- **Dataset rows**:
┌────────
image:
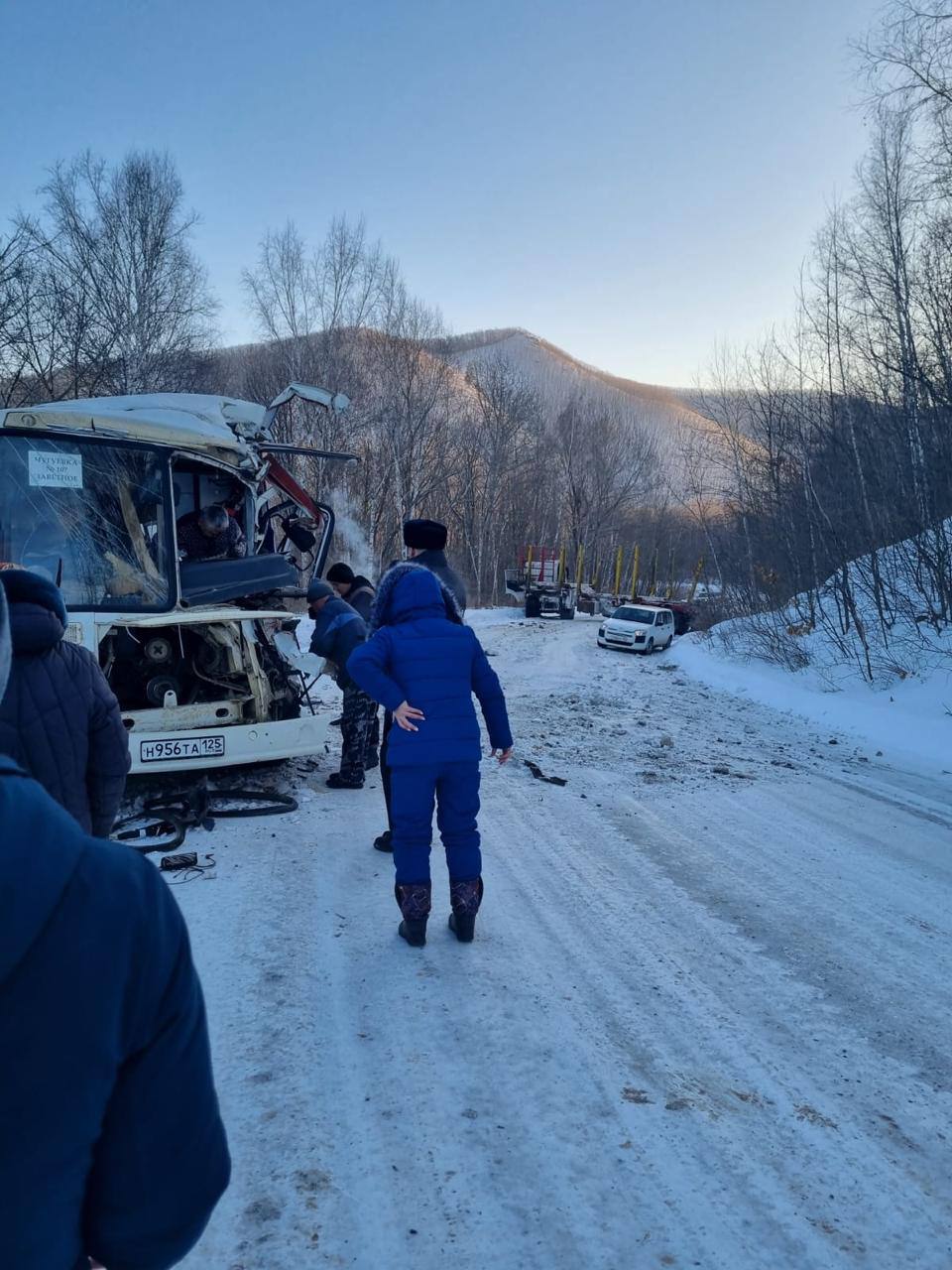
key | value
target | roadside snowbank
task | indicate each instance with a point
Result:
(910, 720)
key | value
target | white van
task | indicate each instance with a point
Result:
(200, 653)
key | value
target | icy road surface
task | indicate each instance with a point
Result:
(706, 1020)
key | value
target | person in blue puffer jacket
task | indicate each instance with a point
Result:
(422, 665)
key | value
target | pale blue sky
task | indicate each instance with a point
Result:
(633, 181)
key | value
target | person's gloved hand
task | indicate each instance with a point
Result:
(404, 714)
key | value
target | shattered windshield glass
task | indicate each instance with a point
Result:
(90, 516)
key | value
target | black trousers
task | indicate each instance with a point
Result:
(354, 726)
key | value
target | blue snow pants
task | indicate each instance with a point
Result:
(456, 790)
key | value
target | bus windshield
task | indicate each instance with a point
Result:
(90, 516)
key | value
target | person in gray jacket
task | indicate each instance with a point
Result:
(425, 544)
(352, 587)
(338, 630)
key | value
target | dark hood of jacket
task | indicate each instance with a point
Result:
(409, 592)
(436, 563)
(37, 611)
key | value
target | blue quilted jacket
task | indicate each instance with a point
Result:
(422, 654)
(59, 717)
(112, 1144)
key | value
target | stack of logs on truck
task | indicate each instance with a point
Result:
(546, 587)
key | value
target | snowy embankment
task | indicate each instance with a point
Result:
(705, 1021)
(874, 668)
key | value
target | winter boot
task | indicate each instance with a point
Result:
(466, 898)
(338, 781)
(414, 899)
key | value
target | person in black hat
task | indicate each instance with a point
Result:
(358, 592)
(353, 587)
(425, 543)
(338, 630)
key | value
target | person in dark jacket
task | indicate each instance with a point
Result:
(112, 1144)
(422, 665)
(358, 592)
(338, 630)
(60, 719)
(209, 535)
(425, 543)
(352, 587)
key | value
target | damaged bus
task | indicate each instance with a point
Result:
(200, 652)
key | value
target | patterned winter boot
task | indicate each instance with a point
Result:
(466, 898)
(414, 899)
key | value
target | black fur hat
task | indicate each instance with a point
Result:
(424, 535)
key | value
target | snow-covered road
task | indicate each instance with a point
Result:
└────────
┌────────
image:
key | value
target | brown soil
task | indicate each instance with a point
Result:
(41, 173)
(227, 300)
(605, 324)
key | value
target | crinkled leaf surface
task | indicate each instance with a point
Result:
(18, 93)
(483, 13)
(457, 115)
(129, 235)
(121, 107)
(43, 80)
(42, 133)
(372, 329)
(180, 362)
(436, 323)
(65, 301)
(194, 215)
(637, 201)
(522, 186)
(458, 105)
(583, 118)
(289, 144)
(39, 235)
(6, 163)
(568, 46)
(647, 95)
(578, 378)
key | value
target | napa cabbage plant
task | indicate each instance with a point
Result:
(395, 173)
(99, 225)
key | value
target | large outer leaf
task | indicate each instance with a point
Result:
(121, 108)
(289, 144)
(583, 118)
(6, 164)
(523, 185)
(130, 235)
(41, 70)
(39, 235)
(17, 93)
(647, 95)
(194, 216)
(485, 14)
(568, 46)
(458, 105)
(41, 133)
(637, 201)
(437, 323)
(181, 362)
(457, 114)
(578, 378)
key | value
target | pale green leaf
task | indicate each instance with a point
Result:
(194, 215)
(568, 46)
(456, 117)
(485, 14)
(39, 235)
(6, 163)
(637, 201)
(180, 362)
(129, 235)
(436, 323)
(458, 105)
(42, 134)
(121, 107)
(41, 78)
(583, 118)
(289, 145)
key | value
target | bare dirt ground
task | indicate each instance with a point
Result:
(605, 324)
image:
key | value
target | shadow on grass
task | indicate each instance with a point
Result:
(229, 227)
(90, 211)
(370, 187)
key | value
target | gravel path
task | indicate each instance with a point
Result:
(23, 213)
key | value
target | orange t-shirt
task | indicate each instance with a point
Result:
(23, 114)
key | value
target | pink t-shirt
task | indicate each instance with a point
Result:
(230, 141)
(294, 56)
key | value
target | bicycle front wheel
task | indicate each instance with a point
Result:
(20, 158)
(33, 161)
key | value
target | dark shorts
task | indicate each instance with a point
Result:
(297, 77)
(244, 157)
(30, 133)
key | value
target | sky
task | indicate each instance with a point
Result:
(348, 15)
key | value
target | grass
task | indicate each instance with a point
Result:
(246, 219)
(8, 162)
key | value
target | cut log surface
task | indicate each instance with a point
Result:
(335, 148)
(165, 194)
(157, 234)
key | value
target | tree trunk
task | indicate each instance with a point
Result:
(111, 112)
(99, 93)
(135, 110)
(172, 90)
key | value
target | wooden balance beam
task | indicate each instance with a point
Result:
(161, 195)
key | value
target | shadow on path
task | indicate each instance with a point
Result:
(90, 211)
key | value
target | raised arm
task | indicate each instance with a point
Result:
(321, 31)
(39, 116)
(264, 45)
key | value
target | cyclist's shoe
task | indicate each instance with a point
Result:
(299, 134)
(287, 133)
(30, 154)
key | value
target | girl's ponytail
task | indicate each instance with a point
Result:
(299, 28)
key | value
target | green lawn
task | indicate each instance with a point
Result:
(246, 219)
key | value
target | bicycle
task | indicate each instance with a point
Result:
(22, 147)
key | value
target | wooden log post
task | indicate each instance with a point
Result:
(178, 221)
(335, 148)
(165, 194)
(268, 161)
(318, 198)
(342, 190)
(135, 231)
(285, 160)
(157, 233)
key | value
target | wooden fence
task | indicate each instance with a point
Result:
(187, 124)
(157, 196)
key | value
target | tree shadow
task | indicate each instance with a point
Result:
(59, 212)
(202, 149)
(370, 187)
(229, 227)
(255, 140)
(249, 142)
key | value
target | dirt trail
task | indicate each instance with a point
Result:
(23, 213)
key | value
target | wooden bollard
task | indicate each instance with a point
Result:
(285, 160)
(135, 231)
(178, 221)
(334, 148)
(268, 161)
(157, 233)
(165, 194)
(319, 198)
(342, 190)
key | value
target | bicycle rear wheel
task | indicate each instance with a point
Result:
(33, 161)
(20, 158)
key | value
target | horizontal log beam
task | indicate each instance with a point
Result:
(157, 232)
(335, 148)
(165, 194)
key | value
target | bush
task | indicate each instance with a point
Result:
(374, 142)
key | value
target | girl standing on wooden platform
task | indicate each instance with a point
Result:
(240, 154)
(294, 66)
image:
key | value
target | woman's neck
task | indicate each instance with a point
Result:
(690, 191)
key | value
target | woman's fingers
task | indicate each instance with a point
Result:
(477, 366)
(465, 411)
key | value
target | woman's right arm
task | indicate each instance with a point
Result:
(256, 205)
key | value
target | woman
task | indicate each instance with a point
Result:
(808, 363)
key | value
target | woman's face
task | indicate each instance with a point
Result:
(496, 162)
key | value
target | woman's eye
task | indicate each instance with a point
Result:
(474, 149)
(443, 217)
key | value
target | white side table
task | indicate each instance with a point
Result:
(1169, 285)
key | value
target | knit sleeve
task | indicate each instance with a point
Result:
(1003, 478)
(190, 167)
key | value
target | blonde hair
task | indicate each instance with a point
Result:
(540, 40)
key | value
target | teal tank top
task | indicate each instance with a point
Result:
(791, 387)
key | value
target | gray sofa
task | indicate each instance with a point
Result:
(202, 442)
└────────
- **Exercise**: Identify each line in the rows above that contains the word "pale", matching case exactly, and copy those lines.

- **Problem solution**:
target | pale blue sky
target | pale green leaf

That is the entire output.